Photo labels with boxes:
## START
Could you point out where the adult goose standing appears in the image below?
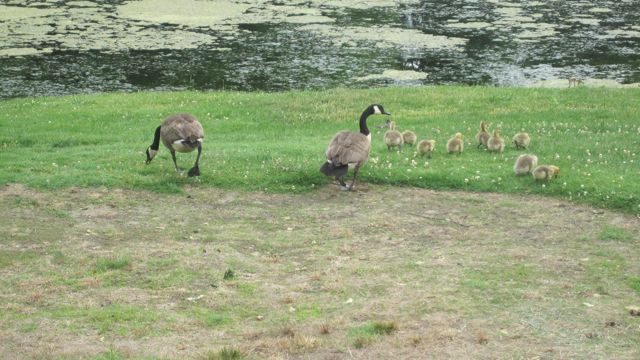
[320,104,391,190]
[146,114,204,176]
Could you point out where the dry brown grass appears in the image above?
[0,184,640,359]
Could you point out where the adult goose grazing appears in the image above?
[146,114,204,176]
[320,104,391,190]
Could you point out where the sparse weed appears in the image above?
[600,225,633,241]
[95,256,131,273]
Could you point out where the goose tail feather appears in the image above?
[320,161,349,177]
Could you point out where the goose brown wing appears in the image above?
[160,114,204,143]
[326,131,371,166]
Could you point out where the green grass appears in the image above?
[0,87,640,213]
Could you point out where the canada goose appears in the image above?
[487,129,504,152]
[418,140,436,159]
[476,121,491,148]
[513,154,538,175]
[569,76,584,87]
[531,165,560,181]
[320,104,391,190]
[384,121,404,151]
[513,132,531,149]
[146,114,204,176]
[447,133,464,154]
[402,130,418,146]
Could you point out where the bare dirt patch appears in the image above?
[0,184,640,359]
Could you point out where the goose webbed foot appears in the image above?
[187,166,200,177]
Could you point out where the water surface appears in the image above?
[0,0,640,98]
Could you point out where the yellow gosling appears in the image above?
[513,154,538,176]
[476,121,491,148]
[402,130,418,146]
[531,165,560,181]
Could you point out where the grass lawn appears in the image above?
[0,87,640,360]
[0,87,640,214]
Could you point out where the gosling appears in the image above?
[476,121,491,148]
[384,121,404,151]
[447,133,464,154]
[531,165,560,181]
[513,132,531,149]
[402,130,418,146]
[418,140,436,159]
[487,129,504,152]
[513,154,538,176]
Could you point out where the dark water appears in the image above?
[0,0,640,98]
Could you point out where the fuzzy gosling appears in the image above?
[512,132,531,149]
[146,114,204,176]
[402,130,418,146]
[476,121,491,148]
[513,154,538,176]
[384,121,404,151]
[487,129,504,152]
[418,140,436,159]
[447,133,464,154]
[531,165,560,181]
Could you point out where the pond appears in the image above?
[0,0,640,98]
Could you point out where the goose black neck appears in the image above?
[151,126,162,150]
[360,108,373,135]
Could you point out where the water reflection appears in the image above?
[0,0,640,98]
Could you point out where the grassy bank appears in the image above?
[0,87,640,213]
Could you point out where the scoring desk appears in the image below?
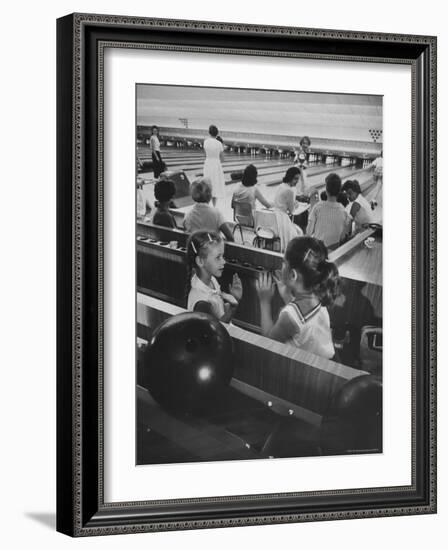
[137,223,382,366]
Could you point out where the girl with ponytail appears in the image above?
[257,237,339,359]
[186,231,243,323]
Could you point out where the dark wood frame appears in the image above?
[57,14,436,536]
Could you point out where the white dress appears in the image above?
[204,138,226,199]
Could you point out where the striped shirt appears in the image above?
[149,135,160,153]
[279,302,335,359]
[184,202,225,233]
[306,200,350,246]
[353,195,373,230]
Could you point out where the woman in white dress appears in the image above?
[204,124,226,206]
[274,166,303,252]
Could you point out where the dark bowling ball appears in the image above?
[143,312,233,412]
[321,375,382,454]
[332,375,382,421]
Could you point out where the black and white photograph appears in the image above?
[135,82,389,465]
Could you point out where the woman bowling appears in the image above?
[204,124,226,206]
[149,126,165,179]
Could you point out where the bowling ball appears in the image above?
[321,375,382,454]
[142,312,233,412]
[332,375,382,422]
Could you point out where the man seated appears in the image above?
[184,178,233,241]
[306,173,351,248]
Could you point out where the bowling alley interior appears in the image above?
[135,84,388,465]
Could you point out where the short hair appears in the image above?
[283,166,300,183]
[285,237,340,306]
[241,164,258,187]
[337,191,350,208]
[208,124,219,137]
[191,178,212,203]
[154,180,176,202]
[325,172,342,197]
[342,180,361,195]
[299,136,311,146]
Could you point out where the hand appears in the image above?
[229,273,243,302]
[221,292,238,307]
[255,272,275,302]
[274,270,292,304]
[310,191,319,207]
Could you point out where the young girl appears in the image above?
[152,180,177,229]
[257,237,339,359]
[187,231,243,323]
[342,180,373,231]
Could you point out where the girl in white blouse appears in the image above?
[257,237,339,359]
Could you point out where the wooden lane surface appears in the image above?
[137,294,366,425]
[329,229,383,286]
[137,224,382,339]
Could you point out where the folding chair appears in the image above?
[254,210,281,250]
[232,201,255,243]
[359,325,383,375]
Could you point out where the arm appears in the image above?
[350,202,361,219]
[296,168,307,195]
[286,187,296,214]
[255,272,274,336]
[255,188,272,208]
[306,207,317,236]
[219,223,233,242]
[267,311,298,342]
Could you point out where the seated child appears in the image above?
[257,237,339,359]
[342,180,374,231]
[232,164,272,210]
[306,173,350,248]
[184,178,233,241]
[152,179,177,229]
[187,231,243,323]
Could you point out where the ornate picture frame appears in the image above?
[57,14,436,536]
## END
Aim of the task
Reproduce the data verbatim, from the line containing "Could you point out where the black" down through the line containing "[149,126,165,179]", and nothing else.

Exercise solution
Could you point out where the black and white photograph appears in the image above?
[135,82,389,465]
Could you point out where the woman bowling appears in the image above?
[204,124,226,206]
[149,126,165,179]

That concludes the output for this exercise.